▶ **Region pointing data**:

>>

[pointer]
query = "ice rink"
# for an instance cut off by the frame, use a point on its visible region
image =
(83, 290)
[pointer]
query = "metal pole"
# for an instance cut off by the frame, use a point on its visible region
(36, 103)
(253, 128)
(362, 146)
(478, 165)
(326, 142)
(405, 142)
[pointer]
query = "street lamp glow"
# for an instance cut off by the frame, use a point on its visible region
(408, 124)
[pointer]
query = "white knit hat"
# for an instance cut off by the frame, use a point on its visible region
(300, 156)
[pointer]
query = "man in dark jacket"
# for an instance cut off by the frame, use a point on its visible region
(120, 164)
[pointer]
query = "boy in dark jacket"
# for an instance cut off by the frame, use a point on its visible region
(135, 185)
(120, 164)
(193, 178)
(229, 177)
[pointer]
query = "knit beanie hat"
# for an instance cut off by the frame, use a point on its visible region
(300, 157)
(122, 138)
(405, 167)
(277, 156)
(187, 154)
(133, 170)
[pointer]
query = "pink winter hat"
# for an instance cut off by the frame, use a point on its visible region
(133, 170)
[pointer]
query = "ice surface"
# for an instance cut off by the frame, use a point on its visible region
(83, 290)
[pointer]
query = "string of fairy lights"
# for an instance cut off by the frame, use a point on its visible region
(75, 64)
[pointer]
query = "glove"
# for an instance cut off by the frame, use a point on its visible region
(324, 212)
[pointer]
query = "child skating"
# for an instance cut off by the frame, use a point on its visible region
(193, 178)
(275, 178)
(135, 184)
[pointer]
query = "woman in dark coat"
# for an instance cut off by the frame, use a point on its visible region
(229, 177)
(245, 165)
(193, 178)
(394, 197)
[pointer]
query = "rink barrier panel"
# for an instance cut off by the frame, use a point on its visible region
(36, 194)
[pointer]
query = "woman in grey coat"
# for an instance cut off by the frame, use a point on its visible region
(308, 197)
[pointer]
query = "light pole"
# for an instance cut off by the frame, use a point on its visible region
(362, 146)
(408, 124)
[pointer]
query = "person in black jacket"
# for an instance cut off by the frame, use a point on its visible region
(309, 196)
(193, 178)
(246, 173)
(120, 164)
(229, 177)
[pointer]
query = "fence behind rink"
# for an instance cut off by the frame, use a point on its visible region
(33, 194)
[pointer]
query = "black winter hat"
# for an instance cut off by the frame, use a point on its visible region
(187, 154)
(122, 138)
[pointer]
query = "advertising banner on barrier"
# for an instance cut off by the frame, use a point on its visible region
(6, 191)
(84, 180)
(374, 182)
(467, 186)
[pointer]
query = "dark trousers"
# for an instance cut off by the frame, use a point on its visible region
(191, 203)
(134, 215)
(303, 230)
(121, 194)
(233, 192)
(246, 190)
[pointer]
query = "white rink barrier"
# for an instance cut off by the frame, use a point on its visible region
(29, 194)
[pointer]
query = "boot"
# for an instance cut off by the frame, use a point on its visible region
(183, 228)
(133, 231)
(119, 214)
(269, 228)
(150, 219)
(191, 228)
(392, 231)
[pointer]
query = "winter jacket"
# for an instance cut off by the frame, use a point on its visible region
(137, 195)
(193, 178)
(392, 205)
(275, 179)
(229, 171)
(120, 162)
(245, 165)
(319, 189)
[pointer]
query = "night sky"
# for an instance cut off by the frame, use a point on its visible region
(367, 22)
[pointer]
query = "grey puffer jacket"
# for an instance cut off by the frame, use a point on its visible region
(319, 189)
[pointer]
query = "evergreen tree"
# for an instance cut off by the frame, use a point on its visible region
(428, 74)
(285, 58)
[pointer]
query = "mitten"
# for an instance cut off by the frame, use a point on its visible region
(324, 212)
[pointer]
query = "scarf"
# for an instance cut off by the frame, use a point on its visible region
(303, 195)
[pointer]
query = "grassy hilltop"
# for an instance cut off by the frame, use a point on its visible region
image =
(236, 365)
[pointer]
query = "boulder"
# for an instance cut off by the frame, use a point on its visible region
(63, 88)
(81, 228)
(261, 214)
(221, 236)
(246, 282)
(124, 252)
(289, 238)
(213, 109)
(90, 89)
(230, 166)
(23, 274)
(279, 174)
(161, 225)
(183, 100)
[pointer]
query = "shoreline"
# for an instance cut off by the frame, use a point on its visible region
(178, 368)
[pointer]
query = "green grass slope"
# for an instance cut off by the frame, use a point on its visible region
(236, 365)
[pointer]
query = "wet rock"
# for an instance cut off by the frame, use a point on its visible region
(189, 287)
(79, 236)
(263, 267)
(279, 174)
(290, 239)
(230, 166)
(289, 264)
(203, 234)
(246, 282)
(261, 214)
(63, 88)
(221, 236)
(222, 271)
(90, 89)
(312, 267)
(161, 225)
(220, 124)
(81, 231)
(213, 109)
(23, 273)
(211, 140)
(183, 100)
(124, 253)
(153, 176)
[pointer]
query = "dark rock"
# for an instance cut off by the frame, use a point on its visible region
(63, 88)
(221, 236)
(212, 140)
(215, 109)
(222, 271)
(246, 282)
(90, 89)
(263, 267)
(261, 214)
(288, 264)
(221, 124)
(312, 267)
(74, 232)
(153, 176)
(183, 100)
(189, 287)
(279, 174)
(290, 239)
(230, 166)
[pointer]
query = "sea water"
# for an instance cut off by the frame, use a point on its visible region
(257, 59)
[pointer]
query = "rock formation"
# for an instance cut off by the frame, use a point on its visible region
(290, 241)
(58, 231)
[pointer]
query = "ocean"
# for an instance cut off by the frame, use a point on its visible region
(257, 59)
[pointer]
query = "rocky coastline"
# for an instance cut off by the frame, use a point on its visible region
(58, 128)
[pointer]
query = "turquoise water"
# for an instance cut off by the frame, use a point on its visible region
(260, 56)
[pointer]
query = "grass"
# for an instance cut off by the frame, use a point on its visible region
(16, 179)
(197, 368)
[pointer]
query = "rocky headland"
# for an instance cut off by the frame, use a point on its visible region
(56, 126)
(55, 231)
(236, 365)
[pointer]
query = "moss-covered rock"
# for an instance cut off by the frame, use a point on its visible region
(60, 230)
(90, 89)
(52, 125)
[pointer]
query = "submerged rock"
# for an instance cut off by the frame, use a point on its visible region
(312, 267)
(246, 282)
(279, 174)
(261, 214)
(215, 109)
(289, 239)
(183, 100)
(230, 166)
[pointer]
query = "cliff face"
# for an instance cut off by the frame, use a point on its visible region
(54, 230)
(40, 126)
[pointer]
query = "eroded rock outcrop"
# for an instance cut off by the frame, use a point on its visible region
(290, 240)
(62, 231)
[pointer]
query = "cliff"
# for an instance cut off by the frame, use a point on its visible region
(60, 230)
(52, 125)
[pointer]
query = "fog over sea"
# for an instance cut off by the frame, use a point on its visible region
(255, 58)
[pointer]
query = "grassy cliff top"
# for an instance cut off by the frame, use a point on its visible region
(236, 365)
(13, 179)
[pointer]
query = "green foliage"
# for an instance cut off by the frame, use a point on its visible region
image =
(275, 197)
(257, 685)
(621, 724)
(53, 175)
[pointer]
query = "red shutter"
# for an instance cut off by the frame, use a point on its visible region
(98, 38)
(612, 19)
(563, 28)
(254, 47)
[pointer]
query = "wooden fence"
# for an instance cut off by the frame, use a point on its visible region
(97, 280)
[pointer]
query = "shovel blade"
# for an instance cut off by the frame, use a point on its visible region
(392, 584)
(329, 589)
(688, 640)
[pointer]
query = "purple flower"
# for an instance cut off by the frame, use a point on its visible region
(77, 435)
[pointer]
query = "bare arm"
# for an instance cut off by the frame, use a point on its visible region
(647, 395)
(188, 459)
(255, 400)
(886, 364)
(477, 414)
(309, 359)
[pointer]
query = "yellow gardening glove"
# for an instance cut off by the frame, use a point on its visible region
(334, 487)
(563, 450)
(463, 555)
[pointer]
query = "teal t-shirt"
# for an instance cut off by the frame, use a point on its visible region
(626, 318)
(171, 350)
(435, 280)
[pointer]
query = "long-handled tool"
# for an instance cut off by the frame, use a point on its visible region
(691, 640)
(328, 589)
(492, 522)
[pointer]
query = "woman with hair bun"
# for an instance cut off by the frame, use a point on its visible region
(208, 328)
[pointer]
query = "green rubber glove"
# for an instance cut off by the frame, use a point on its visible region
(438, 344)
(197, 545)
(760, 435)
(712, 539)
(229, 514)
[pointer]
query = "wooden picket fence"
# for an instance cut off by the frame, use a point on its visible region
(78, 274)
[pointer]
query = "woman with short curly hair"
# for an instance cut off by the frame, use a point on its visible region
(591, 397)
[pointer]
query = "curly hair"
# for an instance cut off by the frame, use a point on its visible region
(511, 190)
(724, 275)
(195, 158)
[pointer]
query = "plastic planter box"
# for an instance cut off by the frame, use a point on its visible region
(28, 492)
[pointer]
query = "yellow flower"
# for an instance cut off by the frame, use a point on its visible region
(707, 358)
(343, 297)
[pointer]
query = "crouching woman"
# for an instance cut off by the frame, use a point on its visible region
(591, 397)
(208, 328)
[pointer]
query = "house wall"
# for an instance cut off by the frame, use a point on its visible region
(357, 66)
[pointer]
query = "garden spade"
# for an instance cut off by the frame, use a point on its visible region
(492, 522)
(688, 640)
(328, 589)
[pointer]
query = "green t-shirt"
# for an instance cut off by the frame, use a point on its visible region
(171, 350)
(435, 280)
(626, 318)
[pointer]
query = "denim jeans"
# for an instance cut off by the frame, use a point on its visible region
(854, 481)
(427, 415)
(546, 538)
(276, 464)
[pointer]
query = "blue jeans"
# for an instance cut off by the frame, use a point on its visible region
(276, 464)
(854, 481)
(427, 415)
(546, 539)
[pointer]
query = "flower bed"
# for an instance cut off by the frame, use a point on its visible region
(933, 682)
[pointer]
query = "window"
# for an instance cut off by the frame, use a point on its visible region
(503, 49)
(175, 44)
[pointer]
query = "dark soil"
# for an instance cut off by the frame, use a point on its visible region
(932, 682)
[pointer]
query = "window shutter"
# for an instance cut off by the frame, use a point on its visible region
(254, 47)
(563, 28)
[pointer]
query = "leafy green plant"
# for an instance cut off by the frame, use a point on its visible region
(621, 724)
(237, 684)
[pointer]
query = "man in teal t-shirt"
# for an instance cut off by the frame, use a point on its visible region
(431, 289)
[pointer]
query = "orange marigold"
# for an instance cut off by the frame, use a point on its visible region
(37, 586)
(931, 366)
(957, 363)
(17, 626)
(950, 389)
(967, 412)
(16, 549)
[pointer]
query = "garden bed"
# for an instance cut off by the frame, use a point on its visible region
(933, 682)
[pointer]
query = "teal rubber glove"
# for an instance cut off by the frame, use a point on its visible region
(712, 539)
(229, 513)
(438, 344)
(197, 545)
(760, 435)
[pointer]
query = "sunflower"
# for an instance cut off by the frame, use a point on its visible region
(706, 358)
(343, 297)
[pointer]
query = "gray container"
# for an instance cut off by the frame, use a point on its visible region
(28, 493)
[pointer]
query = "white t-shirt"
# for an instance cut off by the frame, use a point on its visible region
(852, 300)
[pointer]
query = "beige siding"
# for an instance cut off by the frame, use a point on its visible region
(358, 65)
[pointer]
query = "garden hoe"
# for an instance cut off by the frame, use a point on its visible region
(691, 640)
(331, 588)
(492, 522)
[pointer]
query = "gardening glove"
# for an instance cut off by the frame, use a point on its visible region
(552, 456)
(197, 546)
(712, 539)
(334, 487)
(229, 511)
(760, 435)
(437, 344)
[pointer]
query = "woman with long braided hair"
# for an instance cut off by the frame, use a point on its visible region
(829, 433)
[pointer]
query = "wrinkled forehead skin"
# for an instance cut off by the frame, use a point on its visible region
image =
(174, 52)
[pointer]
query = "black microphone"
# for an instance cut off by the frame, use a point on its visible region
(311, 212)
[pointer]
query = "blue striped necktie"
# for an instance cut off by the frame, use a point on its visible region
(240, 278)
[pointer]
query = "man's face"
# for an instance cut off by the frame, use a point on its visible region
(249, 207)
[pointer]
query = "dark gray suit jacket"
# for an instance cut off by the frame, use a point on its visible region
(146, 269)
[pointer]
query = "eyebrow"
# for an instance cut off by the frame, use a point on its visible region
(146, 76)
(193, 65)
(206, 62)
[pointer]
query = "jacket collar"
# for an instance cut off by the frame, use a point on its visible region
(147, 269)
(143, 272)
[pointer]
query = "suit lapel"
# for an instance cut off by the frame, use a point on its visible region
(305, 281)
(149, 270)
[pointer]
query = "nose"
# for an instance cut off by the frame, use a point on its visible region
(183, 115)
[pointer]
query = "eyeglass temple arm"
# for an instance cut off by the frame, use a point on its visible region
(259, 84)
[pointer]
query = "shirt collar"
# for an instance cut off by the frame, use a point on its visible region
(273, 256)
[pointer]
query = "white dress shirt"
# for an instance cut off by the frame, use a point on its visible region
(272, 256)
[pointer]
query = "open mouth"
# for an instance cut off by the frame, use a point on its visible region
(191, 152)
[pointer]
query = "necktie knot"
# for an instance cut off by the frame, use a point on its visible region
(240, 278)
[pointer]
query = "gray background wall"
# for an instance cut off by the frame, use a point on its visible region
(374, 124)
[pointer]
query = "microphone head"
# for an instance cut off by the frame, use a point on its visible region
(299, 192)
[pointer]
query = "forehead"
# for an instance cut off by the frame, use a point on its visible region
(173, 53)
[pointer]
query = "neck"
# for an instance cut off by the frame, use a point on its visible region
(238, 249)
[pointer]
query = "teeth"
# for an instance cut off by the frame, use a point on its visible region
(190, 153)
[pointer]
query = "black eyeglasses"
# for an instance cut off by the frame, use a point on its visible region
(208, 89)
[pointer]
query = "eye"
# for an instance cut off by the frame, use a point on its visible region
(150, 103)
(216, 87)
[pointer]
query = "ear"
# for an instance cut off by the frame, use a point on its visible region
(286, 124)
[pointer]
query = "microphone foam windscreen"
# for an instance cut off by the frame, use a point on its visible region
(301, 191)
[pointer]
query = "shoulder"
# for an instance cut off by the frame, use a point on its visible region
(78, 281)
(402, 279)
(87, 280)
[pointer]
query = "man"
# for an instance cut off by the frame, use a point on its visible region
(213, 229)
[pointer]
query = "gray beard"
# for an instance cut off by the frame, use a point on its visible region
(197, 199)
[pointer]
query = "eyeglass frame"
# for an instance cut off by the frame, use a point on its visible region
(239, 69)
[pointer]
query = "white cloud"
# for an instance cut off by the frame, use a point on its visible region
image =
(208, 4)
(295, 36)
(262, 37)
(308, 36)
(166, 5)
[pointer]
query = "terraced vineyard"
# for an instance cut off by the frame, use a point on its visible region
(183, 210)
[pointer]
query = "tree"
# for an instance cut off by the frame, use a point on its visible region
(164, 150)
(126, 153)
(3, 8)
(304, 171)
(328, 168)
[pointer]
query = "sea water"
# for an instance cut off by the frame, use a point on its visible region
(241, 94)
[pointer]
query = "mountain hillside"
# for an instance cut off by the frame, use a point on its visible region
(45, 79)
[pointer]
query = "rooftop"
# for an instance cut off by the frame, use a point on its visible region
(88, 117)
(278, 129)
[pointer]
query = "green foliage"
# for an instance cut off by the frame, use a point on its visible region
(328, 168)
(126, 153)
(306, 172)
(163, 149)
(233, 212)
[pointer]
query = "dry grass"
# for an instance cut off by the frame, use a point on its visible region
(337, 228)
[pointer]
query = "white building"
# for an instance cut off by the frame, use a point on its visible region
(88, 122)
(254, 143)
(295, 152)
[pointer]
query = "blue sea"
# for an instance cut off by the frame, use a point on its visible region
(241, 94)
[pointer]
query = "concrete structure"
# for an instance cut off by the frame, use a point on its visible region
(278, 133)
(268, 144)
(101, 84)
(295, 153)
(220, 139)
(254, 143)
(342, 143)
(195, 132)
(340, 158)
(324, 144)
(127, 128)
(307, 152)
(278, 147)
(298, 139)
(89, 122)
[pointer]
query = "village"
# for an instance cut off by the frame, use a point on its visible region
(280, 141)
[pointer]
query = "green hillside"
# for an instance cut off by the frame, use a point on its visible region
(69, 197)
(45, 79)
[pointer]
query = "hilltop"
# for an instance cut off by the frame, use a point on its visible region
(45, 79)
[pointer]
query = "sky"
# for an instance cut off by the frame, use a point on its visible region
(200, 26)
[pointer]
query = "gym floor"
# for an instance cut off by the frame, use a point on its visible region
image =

<<

▶ **What this task involves**: Scan the records above and report every line with the string "wall".

▶ **Problem solution**:
query = "house wall"
query = "gray background wall"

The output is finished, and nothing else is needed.